**DIRECTIONS**. Select each line in the records below that contains the word "column", matching case exactly.

--

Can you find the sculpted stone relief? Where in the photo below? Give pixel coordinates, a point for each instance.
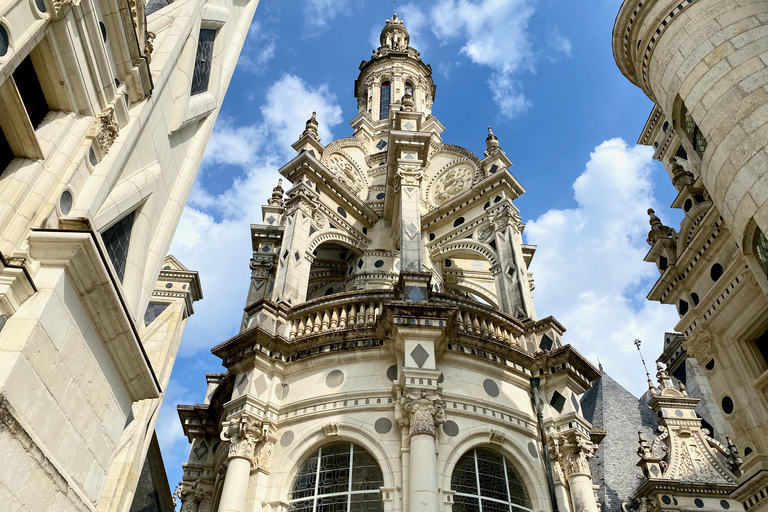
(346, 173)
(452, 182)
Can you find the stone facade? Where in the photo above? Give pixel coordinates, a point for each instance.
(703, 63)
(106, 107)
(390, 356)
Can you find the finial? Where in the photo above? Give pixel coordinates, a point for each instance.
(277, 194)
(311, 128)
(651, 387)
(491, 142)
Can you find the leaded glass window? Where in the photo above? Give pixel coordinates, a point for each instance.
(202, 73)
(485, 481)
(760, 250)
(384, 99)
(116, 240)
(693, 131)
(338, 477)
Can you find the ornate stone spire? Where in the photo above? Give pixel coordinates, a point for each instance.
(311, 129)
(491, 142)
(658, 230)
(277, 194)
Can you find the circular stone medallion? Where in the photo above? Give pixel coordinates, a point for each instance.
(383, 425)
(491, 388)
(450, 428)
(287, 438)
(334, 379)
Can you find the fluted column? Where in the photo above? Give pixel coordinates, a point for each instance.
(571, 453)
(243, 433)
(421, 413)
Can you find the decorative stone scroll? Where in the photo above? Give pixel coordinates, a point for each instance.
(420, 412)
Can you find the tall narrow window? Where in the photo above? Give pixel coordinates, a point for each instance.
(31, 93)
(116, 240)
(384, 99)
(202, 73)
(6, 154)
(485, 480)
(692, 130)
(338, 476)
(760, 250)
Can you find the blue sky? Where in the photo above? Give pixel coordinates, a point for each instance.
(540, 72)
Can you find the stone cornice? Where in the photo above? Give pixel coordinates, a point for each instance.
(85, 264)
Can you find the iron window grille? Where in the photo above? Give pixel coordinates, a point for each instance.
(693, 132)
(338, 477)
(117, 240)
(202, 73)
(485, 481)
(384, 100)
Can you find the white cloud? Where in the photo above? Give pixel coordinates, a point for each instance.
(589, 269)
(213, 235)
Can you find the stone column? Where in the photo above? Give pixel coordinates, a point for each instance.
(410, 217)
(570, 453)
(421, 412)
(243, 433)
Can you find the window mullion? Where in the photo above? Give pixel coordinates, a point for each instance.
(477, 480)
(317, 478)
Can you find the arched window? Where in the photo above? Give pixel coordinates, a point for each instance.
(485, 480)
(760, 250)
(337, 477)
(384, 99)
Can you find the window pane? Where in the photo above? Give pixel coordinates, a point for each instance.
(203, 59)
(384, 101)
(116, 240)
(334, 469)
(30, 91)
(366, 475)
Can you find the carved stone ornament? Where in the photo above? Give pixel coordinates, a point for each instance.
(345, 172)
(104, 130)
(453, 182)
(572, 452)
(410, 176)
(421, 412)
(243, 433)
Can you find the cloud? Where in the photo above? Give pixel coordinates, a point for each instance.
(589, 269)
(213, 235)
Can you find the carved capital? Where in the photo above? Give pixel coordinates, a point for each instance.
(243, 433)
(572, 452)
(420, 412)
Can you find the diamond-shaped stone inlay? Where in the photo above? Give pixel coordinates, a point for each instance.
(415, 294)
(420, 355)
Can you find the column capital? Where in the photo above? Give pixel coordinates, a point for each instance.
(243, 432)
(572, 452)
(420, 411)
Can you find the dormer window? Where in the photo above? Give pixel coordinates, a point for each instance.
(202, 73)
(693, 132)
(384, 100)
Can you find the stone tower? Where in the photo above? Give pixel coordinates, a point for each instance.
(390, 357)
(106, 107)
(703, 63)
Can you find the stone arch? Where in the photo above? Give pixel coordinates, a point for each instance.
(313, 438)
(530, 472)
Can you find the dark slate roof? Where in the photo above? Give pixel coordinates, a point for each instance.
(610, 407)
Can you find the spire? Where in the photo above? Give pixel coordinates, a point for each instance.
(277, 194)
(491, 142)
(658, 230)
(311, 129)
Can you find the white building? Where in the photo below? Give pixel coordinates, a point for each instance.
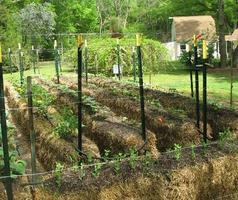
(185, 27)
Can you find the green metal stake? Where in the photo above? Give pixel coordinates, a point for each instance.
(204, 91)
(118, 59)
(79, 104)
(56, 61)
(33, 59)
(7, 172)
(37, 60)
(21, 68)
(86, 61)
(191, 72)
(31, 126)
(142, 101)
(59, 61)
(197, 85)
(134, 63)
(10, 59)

--

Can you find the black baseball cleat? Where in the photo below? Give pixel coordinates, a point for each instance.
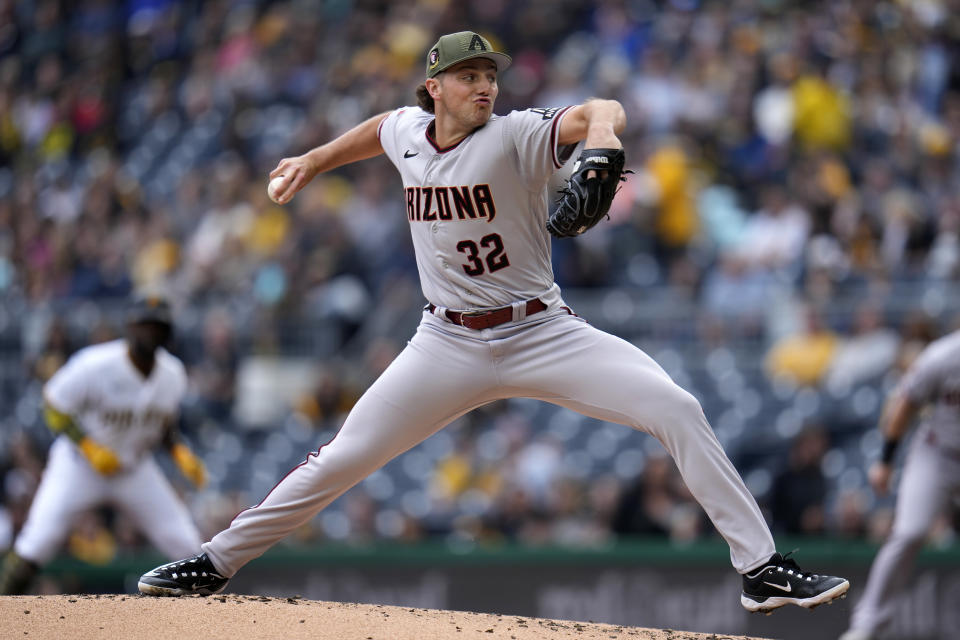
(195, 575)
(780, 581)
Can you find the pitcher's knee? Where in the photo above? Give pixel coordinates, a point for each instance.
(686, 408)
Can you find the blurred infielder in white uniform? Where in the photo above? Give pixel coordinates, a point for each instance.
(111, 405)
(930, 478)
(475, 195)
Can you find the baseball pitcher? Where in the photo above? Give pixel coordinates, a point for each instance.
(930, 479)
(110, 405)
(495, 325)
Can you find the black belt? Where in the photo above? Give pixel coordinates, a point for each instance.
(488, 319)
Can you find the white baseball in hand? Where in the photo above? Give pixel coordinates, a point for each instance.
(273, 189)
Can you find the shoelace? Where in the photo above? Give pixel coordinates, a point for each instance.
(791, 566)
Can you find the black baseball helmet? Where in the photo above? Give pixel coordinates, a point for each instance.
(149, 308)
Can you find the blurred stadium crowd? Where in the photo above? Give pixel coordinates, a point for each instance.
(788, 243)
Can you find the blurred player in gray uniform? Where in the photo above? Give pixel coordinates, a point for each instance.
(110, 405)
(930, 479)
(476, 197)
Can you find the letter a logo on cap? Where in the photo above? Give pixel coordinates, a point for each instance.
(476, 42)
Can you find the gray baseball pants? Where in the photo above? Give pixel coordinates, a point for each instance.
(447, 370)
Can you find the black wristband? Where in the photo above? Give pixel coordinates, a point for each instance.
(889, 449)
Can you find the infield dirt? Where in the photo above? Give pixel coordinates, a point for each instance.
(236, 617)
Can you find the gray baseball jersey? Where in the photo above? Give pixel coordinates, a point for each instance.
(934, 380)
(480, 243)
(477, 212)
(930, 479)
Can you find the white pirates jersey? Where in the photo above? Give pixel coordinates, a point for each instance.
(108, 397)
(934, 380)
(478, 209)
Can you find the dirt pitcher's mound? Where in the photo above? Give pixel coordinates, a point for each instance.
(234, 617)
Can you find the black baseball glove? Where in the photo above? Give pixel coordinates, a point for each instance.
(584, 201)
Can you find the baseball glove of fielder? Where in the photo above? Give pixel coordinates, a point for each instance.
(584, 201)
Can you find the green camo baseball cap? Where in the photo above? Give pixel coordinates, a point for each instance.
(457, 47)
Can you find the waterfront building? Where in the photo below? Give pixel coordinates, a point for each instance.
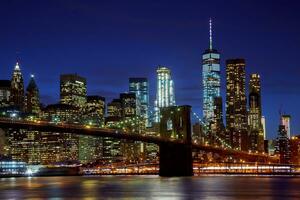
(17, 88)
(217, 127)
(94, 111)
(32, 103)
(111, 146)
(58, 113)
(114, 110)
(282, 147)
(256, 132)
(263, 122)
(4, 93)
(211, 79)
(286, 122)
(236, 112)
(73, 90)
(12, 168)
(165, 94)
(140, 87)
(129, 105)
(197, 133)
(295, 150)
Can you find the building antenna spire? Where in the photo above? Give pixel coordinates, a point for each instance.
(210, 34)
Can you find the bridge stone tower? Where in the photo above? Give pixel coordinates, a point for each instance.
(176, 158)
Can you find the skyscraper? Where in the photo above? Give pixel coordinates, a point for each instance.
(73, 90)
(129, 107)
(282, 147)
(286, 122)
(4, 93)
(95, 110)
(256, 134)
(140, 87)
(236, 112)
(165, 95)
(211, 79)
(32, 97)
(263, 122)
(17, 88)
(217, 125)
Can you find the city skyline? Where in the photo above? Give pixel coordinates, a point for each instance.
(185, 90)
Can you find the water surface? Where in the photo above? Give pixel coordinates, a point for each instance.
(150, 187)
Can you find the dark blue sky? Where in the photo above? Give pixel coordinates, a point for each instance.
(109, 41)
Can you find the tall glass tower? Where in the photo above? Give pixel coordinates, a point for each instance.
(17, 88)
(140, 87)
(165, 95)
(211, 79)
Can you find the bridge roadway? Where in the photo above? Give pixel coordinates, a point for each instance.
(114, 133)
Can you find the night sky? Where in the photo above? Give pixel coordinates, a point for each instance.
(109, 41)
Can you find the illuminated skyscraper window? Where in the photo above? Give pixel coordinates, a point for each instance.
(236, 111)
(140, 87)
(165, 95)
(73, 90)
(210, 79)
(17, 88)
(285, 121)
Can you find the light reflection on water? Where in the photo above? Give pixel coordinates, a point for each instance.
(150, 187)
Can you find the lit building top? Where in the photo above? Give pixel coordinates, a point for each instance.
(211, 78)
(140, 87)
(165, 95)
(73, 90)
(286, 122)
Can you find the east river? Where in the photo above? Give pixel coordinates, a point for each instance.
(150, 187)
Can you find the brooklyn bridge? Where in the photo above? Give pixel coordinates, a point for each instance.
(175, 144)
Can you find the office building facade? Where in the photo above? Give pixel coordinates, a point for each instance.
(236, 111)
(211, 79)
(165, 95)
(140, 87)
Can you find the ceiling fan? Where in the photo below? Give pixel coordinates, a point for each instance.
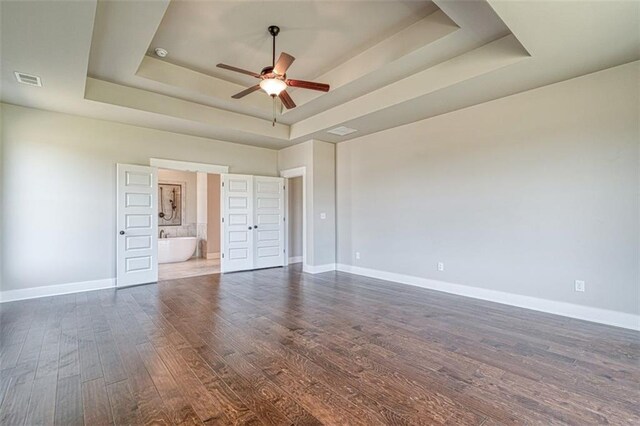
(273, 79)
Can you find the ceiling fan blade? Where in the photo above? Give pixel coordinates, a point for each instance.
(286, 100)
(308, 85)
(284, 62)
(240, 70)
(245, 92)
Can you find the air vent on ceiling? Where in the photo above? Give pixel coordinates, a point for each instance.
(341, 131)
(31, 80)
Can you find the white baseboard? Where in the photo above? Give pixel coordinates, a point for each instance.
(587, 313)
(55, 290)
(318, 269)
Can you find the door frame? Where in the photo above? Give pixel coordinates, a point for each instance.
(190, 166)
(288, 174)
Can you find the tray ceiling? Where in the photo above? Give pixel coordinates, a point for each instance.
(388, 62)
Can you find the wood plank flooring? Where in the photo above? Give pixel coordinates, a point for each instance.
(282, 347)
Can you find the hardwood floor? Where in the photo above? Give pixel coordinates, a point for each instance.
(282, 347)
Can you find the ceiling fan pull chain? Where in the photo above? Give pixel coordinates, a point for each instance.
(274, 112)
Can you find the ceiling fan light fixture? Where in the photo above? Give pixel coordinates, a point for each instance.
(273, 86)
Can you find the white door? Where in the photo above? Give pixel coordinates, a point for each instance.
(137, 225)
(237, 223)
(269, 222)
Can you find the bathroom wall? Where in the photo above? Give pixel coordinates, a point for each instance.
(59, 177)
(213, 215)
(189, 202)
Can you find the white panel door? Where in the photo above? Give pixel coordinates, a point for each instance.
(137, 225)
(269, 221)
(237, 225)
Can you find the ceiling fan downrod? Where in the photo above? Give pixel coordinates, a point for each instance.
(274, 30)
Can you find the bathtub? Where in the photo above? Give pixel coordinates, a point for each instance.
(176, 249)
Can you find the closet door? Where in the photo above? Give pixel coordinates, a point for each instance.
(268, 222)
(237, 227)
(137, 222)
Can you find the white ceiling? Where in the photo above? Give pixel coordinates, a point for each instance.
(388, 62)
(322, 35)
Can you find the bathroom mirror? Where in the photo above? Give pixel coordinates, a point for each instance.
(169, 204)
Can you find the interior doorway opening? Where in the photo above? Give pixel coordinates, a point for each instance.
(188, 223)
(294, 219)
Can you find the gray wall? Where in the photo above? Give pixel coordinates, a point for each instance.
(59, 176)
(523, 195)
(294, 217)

--

**SOLUTION TO THIS EXERCISE**.
Can you find the fluted column? Where in the photo above? Give pixel coordinates, a point for each instance.
Can you find the stone column? Where in the photo above? Give pixel coordinates, a point for each instance.
Can you find the column capital? Where in the photo above? Give pixel coordinates, a point for each instance.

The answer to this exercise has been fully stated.